### [Document text]
※ ※ ※

Like caseload limits, hiring public defenders with adequate qualifications seems intuitive. Even the most diligent lawyer may be ineffective if he or she lacks experience.

The State Bar-endorsed standards require public defenders to meet certain objective requirements before they may be assigned cases of a given seriousness or complexity. In Best, the county made virtually no effort to determine whether public-defense attorneys were qualified to handle the cases they would be assigned. Some of those attorneys did, in fact, lack the experience required by the State Bar-endorsed standards. Assigning too many cases to lawyers without sufficient experience is an especially effective way to ensure that defendants are deprived of effective assistance of counsel.

4. Create Financial Disincentives to the Proper Handling of Cases

Financial disincentives can and do hamper effective representation. Grant County incorporated a number of such disincentives into the various iterations of its public-defense system. Under one iteration, the county simply paid a flat fee to a single lawyer and delegated to him the responsibility for defending (personally or by way of subcontract) all felony prosecutions in a given year. Subject only to exceptions that never seemed to apply, that fee was supposed to cover all costs associated with the representation, including expert and investigator fees. In other words, the lawyer was expected to fund experts, investigators, and other expenses out of his or her own salary. This created a conflict of interest between lawyer and client. A review of all felony case files for 2003 indicated that lawyers almost invariably succumbed to the conflict. Of the roughly 1,000 felony prosecutions that year, defenders hired experts in only a handful of cases.

※ ※ ※

### [Material provided]

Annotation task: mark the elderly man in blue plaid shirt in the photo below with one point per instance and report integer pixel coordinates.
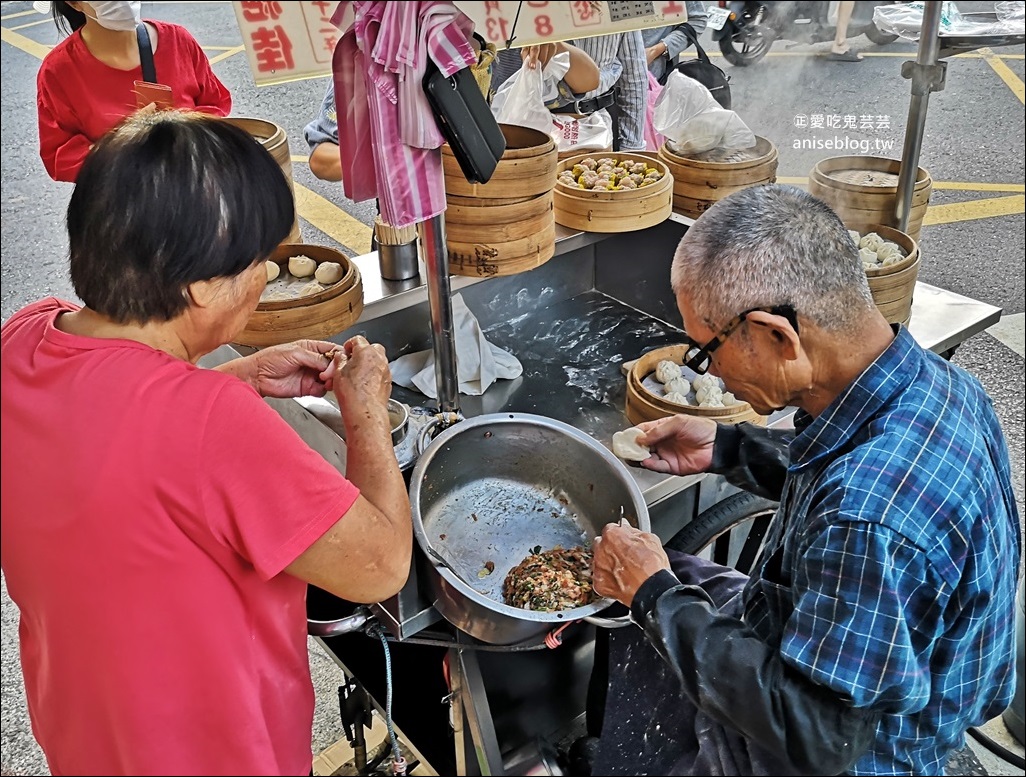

※ ※ ※

### [Exercise tasks]
1) Answer from the public-defense text:
(a) What must public defenders meet under the State Bar-endorsed standards before they may be assigned cases of a given seriousness or complexity?
(b) Under one iteration of its system, to whom did the county pay a flat fee?
(c) About how many felony prosecutions were there in 2003?
2) Set down the public-defense text word for word, everything from "Like caseload limits, hiring" down to "she lacks experience.".

### [Results by task]
1)
(a) Certain objective requirements.
(b) A single lawyer.
(c) Roughly 1,000.

2)
Like caseload limits, hiring public defenders with adequate qualifications seems intuitive. Even the most diligent lawyer may be ineffective if he or she lacks experience.